- EXERCISE DIRECTIONS
When you reach the entries, transcribe each one exactly.

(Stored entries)
· · ·

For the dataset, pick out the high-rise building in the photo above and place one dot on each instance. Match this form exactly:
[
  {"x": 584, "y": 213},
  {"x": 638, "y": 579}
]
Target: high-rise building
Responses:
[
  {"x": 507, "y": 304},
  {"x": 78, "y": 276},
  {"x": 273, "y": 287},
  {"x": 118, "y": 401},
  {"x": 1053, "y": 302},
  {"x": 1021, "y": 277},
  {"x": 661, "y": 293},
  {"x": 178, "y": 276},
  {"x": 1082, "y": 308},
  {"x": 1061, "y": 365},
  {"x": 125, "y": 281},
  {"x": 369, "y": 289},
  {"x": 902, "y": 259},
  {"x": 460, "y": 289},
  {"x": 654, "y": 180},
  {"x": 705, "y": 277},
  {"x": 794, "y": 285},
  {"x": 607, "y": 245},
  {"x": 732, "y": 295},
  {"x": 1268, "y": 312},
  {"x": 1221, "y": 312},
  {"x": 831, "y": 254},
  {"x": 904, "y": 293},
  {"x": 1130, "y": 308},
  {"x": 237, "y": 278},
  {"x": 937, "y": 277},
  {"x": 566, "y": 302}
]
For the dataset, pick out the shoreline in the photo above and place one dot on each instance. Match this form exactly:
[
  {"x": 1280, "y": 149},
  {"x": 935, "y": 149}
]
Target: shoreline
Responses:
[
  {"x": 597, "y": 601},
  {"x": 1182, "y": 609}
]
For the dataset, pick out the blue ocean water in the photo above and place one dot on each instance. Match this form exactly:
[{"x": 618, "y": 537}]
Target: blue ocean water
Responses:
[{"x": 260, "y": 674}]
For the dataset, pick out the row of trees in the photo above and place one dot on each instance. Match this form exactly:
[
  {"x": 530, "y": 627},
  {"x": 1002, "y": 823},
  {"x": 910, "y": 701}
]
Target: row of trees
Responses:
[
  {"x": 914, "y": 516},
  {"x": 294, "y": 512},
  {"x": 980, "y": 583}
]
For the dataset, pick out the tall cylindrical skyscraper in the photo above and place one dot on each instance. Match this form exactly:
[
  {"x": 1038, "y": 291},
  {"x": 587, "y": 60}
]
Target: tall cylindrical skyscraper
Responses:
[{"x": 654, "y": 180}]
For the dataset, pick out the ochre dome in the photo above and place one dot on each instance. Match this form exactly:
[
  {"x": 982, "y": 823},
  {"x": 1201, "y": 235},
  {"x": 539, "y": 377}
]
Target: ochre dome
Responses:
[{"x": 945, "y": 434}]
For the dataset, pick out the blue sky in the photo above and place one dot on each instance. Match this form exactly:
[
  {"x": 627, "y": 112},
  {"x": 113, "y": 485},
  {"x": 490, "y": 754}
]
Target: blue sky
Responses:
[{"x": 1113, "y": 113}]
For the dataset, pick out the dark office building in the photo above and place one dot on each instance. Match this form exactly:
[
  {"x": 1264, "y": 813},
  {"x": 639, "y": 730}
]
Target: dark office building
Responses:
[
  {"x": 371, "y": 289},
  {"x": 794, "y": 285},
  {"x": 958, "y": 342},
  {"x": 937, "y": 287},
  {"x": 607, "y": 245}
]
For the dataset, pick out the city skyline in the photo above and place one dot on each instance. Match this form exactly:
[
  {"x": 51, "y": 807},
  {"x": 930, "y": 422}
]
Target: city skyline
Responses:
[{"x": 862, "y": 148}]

· · ·

- WRITTEN ANSWER
For the dataset, pick out the high-rise building in the photo above and place one dot on each instance. Match this form exactly:
[
  {"x": 584, "y": 213},
  {"x": 638, "y": 579}
]
Target: high-rise building
Responses:
[
  {"x": 507, "y": 304},
  {"x": 78, "y": 276},
  {"x": 273, "y": 287},
  {"x": 118, "y": 401},
  {"x": 1053, "y": 302},
  {"x": 1021, "y": 277},
  {"x": 661, "y": 293},
  {"x": 178, "y": 276},
  {"x": 1082, "y": 308},
  {"x": 1061, "y": 365},
  {"x": 125, "y": 281},
  {"x": 369, "y": 289},
  {"x": 902, "y": 259},
  {"x": 460, "y": 289},
  {"x": 654, "y": 180},
  {"x": 705, "y": 277},
  {"x": 794, "y": 285},
  {"x": 607, "y": 245},
  {"x": 732, "y": 295},
  {"x": 1268, "y": 312},
  {"x": 1221, "y": 312},
  {"x": 831, "y": 254},
  {"x": 904, "y": 293},
  {"x": 1130, "y": 308},
  {"x": 237, "y": 278},
  {"x": 937, "y": 277},
  {"x": 566, "y": 302}
]
For the dataset, pick out the shoreline in the photo above and place one dot on each instance. Match this form exactly:
[
  {"x": 1280, "y": 149},
  {"x": 935, "y": 149}
]
Target: shoreline
Responses:
[
  {"x": 597, "y": 601},
  {"x": 1182, "y": 609}
]
For the dataset, pick out the blue ocean water in the photo above and place one dot on each instance. Match this form exactly:
[{"x": 618, "y": 537}]
Target: blue ocean water
Responses:
[{"x": 260, "y": 674}]
For the dataset, pick out the row of trees in the photo above and place one dot on each instance. Match this form exactly:
[
  {"x": 530, "y": 627},
  {"x": 1002, "y": 823},
  {"x": 910, "y": 701}
]
Target: row of trees
Responses:
[
  {"x": 914, "y": 516},
  {"x": 294, "y": 512},
  {"x": 980, "y": 583}
]
For the dataset, pick out the tall cylindrical skyscraper in the photo above and place one dot on each instance. Match this form exactly:
[
  {"x": 1038, "y": 291},
  {"x": 587, "y": 60}
]
Target: tall cylindrical skyscraper
Responses:
[{"x": 654, "y": 180}]
For the dataset, pick out the ochre dome in the photo above and place one dot on each instance. Match this form exactly:
[
  {"x": 982, "y": 823},
  {"x": 1201, "y": 235},
  {"x": 539, "y": 377}
]
Target: ochre dome
Responses:
[{"x": 945, "y": 434}]
For the dataset, pick out the blue sky in the photo above and place one dot on each instance. Match this form exactly:
[
  {"x": 627, "y": 112},
  {"x": 113, "y": 485},
  {"x": 490, "y": 754}
]
Target: blue sky
Responses:
[{"x": 1113, "y": 113}]
For the dataset, pick out the dark office building in the photo above and place one dot on each instance. Match this form exactly:
[
  {"x": 1264, "y": 813},
  {"x": 639, "y": 730}
]
Target: dark office building
Responses:
[
  {"x": 371, "y": 289},
  {"x": 794, "y": 285},
  {"x": 958, "y": 342},
  {"x": 937, "y": 287},
  {"x": 607, "y": 245}
]
For the dataset, pick out the city skyline in the photo above and place one dot on each instance. Match this form exactly:
[
  {"x": 51, "y": 807},
  {"x": 930, "y": 422}
]
Target: city skyline
Responses:
[{"x": 862, "y": 148}]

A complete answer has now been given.